# What you have to do
In the material below, which lines hold the word "tent"? Pick each one out.

***** Supplied records *****

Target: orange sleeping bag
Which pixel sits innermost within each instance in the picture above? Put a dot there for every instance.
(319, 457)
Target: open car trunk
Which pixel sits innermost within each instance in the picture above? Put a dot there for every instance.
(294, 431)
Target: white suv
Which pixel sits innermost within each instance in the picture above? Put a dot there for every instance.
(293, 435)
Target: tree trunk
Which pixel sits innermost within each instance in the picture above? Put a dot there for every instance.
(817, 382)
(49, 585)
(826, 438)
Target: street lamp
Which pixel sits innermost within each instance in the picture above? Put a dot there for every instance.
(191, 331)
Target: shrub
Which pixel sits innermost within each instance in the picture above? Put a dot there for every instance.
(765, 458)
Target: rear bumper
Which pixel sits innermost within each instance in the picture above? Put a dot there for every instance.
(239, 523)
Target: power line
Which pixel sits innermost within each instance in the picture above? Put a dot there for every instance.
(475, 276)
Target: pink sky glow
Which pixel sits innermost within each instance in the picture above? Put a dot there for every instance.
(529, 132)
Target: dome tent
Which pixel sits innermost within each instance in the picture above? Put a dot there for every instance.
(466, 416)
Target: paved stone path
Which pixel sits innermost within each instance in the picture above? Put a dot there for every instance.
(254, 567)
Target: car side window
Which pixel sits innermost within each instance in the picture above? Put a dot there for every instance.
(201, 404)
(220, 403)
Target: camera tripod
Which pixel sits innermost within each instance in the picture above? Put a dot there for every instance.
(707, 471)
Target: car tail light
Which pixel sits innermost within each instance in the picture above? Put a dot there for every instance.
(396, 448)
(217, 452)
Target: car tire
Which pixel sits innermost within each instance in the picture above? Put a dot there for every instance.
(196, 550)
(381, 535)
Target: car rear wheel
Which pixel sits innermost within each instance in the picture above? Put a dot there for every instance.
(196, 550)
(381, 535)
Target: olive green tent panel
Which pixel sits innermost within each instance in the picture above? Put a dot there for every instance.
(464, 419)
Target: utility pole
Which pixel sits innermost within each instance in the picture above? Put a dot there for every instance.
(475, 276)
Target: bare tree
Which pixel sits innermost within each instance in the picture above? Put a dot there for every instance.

*****

# Output for this task
Target: dome tent
Target: olive green tent panel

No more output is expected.